[Data extracted from a collection]
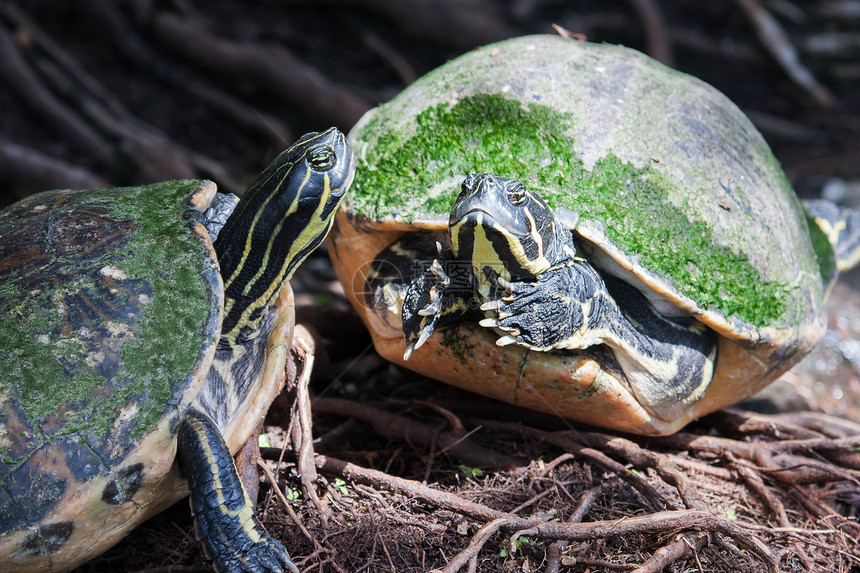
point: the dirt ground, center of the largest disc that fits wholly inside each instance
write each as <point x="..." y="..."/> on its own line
<point x="408" y="474"/>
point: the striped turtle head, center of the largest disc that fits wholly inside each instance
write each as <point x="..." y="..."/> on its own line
<point x="282" y="217"/>
<point x="499" y="223"/>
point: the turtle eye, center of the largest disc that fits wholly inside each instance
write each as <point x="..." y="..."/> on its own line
<point x="517" y="194"/>
<point x="321" y="157"/>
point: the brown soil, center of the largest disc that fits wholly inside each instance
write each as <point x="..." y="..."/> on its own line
<point x="410" y="475"/>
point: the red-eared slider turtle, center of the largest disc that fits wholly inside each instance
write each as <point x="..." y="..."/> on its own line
<point x="685" y="273"/>
<point x="137" y="350"/>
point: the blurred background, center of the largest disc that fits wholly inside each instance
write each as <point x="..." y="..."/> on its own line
<point x="95" y="92"/>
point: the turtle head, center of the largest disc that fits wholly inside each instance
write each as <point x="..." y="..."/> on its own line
<point x="500" y="223"/>
<point x="282" y="217"/>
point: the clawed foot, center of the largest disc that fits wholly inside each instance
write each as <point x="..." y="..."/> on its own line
<point x="518" y="315"/>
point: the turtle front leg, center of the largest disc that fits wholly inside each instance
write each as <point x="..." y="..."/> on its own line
<point x="224" y="517"/>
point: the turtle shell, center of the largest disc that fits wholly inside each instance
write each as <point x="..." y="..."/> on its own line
<point x="675" y="189"/>
<point x="110" y="311"/>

EXERCISE PROMPT – Repeat the data above exactly, images excluded.

RESPONSE AREA –
point: the dirt ground, center of the largest disc that fits wholly inside each instance
write each as <point x="..." y="..."/> on its own line
<point x="408" y="474"/>
point: the striped turtle head, center of the largest disc that fits wholly inside each instance
write each as <point x="..." y="..."/> on its own line
<point x="282" y="217"/>
<point x="499" y="223"/>
point: the turtle eye, center of the largest disc that fits wholly inside each instance
write each as <point x="..." y="..."/> on its own line
<point x="517" y="194"/>
<point x="321" y="157"/>
point: the brown soil, center of the largest disc that fits wholly inside each instance
write each as <point x="..." y="..."/> on its own line
<point x="410" y="475"/>
point: the red-eared slider turtle, center of the largest disc that fits wholly inside each instance
write each as <point x="..." y="..."/> on its own line
<point x="685" y="273"/>
<point x="137" y="350"/>
point: the blurred background, center of the largest disc that fits wholly inside each instance
write each as <point x="..." y="..."/> on its own line
<point x="95" y="92"/>
point: the turtle head, center of the largest disc that fits wholly inside each instance
write each as <point x="..." y="..."/> on its own line
<point x="500" y="223"/>
<point x="282" y="217"/>
point: the clawed foot, center of the largest disc that fits wholly inside each instance
write each as <point x="..." y="..."/> on its own line
<point x="518" y="315"/>
point: the turtle front leg, center of the largest disc that fits wholly inside each instance
write each as <point x="..." y="..."/> on its own line
<point x="224" y="517"/>
point: the turtle shell, center of the largest disc that fits wholly inside each instance
write each as <point x="..." y="..."/> on its own line
<point x="675" y="189"/>
<point x="110" y="311"/>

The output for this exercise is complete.